Stated problem: Turn the lines below into a Markdown table with a Row column and a Line column, numbering each row and omitting blank lines. Start at the line that contains "Return the outline of every instance of the **white" and go through the final line.

(Contour labeling lines)
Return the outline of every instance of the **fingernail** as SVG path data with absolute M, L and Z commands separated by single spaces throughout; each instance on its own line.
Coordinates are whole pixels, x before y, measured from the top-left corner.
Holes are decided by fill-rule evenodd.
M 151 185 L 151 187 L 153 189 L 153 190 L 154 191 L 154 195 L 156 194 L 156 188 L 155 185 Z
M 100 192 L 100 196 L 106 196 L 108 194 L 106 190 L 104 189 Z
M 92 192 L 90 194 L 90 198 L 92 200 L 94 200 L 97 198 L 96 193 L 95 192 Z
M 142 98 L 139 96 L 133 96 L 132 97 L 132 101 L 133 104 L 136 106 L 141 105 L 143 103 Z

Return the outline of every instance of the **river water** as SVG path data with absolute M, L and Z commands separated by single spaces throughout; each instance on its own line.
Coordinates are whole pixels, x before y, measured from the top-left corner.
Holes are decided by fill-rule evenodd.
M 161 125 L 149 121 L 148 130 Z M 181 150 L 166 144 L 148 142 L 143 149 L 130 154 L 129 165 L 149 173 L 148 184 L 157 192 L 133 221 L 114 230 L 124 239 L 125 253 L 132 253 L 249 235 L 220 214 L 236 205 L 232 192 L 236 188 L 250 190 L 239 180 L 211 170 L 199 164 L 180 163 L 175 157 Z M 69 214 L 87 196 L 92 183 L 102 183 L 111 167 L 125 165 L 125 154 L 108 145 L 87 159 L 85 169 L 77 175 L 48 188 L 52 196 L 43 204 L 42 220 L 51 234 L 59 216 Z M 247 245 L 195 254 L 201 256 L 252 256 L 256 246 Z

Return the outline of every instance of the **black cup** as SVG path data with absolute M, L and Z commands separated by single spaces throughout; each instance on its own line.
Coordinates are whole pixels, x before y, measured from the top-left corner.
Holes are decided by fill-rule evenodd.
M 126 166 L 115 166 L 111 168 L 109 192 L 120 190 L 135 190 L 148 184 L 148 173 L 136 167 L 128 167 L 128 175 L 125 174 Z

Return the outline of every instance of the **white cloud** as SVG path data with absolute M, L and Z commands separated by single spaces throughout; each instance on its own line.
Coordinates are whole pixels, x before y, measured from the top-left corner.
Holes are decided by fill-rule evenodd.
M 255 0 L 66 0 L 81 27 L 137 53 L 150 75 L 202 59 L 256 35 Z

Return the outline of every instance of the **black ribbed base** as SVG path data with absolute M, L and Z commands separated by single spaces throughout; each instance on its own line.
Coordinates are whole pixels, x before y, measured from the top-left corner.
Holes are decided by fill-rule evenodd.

Task output:
| Row | Line |
|---|---|
| 1 | Return the outline of every instance of the **white cloud** as SVG path data with absolute M, L and Z commands separated by single spaces throughout; each instance on its own line. |
| 2 | Coordinates are whole pixels, x before y, measured from the top-left corner. |
| 3 | Holes are decided by fill-rule evenodd. |
| 4 | M 255 0 L 66 0 L 81 27 L 137 53 L 150 75 L 202 59 L 256 35 Z |
| 5 | Return the outline of every instance of the **black ribbed base** as SVG path data with absolute M, L and Z commands separated by single spaces throughout; each instance on its own line. |
| 6 | Coordinates are whole pixels, x before y, measured from the top-left corner. |
| 7 | Holes are decided by fill-rule evenodd. |